Job:
Write out everything from "Jack D. Schwager" down to "life well lived." in the Stock Market Wizards excerpt below, word for word.

Passage:
Stock Market Wizards Read online




  Stock Market WIZARDS

  Interviews with America’s

  Top Stock Traders

  Jack D. Schwager

  In memory of my mother, Margaret Schwager, loved by all who knew her for her kindness, empathy, and sincerity.

  and

  In memory of my brother, Kerwin Farkas, deeply loved by family and many friends whose support never waned—a reflection of a life well lived.

  CONTENTS

  Author’s Note to the Paperback Edition

  Acknowledgments

  Prologue: An Inauspicious Beginning

  Stuart Walton:

  Back from the Abyss

  Steve Watson:

  Dialing for Dollars

  Dana Galante:

  Against the Current

  Mark D. Cook:

  Harvesting S&P Profits

  Alphonse “Buddy” Fletcher Jr.:

  Win-Win Investing

  Ahmet Okumus:

  From Istanbul to Wall Street Bull

  Mark Minervini:

  Stock Around the Clock

  Steve Lescarbeau:

  The Ultimate Trading System

  Michael Masters:

  Swimming Through the Markets

  John Bender:

  Questioning the Obvious

  David Shaw:

  The Quantitative Edge

  Steve Cohen:

  The Trading Room

  Ari Kiev, M.D.:

  The Mind of a Winner

  Wizard Lessons

  Appendix: Options—Understanding the Basics

  Copyright

  About the Publisher

  AUTHOR’S NOTE TO THE PAPERBACK EDITION

  The interviews for this book were conducted from mid-1999 through early 2000—in other words, just before the major top in the stock market (March 2000). Since then, the S&P 500 has been nearly halved, while the Nasdaq has lost nearly three-quarters of its value (as of the end of September 2002).

(Object pointing dataset rows)
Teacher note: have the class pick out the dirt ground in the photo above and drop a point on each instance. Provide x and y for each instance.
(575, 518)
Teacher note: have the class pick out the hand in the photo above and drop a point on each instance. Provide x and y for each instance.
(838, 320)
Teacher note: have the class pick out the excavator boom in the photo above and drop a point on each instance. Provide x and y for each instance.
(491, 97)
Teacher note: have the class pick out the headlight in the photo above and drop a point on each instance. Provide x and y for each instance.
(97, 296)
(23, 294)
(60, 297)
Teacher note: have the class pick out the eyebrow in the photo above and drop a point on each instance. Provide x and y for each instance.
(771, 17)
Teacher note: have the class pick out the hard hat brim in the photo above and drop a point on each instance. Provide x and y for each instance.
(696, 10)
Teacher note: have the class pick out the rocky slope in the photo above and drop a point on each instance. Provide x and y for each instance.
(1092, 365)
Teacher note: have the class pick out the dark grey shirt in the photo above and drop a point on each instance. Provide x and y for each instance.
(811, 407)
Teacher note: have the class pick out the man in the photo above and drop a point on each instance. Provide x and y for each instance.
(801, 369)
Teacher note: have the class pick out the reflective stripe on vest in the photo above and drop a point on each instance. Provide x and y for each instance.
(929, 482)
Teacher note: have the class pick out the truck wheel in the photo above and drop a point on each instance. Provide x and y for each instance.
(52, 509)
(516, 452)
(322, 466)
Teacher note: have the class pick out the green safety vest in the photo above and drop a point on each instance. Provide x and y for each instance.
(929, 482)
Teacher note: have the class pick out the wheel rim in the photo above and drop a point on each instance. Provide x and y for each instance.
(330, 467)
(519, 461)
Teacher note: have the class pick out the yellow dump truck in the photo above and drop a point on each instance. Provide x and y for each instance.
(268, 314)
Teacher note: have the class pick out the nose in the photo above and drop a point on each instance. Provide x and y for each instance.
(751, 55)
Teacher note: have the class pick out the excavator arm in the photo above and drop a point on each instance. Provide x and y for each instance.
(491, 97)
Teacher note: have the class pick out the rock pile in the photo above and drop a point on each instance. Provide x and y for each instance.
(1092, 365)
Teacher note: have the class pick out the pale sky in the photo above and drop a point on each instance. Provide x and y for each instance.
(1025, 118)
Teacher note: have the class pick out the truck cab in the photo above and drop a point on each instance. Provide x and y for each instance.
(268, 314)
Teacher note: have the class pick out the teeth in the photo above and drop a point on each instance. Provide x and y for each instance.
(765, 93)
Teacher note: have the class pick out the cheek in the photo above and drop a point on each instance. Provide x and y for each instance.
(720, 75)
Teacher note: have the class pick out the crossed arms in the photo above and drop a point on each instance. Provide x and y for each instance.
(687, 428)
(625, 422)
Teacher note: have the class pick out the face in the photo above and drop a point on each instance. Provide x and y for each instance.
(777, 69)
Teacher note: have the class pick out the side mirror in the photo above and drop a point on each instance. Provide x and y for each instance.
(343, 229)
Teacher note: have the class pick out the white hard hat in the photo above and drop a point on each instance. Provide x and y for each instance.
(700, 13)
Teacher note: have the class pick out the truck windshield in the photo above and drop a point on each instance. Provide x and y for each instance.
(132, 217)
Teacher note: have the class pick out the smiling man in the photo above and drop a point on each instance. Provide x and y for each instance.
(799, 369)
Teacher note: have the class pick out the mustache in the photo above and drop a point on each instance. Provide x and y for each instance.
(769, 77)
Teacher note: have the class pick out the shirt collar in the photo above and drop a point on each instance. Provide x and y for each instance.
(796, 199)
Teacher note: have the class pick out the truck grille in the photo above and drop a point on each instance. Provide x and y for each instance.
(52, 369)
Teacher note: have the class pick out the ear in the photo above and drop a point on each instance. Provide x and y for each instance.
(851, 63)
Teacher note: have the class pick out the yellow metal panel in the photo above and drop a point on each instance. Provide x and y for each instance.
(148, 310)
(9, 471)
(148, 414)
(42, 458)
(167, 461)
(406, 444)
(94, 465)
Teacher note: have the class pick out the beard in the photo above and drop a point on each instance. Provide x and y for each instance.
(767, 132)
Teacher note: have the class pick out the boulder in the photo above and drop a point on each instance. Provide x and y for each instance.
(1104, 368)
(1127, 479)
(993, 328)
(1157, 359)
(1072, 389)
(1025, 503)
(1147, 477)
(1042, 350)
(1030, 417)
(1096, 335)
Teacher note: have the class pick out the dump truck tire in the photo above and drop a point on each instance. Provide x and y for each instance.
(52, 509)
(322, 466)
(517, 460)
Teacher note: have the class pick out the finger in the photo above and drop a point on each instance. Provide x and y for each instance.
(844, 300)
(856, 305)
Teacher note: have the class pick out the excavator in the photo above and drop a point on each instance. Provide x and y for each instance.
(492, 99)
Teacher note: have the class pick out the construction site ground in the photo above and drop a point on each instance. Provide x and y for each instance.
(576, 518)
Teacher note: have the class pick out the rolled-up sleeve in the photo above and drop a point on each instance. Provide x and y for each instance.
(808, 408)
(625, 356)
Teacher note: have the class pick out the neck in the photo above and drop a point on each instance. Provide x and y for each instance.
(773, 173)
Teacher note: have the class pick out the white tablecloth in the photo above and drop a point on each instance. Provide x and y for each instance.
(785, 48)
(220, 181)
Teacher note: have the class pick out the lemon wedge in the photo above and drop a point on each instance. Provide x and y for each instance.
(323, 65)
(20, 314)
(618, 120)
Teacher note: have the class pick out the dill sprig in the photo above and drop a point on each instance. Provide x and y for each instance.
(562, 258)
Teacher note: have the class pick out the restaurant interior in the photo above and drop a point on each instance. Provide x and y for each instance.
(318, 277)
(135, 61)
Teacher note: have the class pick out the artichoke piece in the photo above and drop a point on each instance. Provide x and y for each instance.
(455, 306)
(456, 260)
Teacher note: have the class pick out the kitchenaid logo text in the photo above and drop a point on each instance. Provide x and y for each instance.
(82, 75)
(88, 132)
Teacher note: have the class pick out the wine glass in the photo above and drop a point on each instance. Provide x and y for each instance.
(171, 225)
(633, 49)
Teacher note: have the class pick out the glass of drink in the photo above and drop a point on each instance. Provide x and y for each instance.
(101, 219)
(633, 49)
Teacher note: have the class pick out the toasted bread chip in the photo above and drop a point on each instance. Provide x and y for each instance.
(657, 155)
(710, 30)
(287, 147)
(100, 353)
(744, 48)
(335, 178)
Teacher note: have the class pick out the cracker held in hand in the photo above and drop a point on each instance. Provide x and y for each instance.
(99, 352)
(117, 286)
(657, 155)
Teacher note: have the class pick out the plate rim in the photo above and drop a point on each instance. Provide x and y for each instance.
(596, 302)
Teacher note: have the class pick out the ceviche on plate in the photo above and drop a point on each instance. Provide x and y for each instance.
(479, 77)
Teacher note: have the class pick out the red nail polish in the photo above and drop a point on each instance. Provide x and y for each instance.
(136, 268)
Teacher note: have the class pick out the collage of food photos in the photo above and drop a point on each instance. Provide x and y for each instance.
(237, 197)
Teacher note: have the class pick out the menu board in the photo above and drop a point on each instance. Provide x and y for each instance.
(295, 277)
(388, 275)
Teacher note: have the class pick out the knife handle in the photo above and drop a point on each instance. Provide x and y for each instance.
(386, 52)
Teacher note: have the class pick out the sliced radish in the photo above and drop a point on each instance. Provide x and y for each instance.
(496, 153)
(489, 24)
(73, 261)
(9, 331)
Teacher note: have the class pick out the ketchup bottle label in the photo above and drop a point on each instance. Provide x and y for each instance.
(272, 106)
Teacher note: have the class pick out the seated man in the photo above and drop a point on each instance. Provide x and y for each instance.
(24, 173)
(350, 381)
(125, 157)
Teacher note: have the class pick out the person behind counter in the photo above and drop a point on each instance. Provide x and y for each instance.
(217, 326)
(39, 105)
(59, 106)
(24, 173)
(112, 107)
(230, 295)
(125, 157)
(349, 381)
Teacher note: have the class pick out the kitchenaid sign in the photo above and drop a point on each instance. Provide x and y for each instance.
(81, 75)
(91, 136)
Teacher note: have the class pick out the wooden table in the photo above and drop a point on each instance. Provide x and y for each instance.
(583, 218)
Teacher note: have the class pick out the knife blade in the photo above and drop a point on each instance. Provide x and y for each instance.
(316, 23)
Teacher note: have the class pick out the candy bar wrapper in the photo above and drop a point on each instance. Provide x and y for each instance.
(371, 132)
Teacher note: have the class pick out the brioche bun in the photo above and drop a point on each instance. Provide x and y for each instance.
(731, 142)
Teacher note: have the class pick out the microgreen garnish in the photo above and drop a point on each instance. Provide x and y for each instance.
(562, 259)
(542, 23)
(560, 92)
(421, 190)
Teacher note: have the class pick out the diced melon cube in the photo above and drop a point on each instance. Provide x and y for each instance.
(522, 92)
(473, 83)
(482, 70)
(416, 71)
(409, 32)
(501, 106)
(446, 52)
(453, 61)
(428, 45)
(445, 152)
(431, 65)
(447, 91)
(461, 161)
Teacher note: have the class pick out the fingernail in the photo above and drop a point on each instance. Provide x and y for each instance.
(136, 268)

Result for this exercise:
Jack D. Schwager

  In memory of my mother, Margaret Schwager, loved by all who knew her for her kindness, empathy, and sincerity.

  and

  In memory of my brother, Kerwin Farkas, deeply loved by family and many friends whose support never waned—a reflection of a life well lived.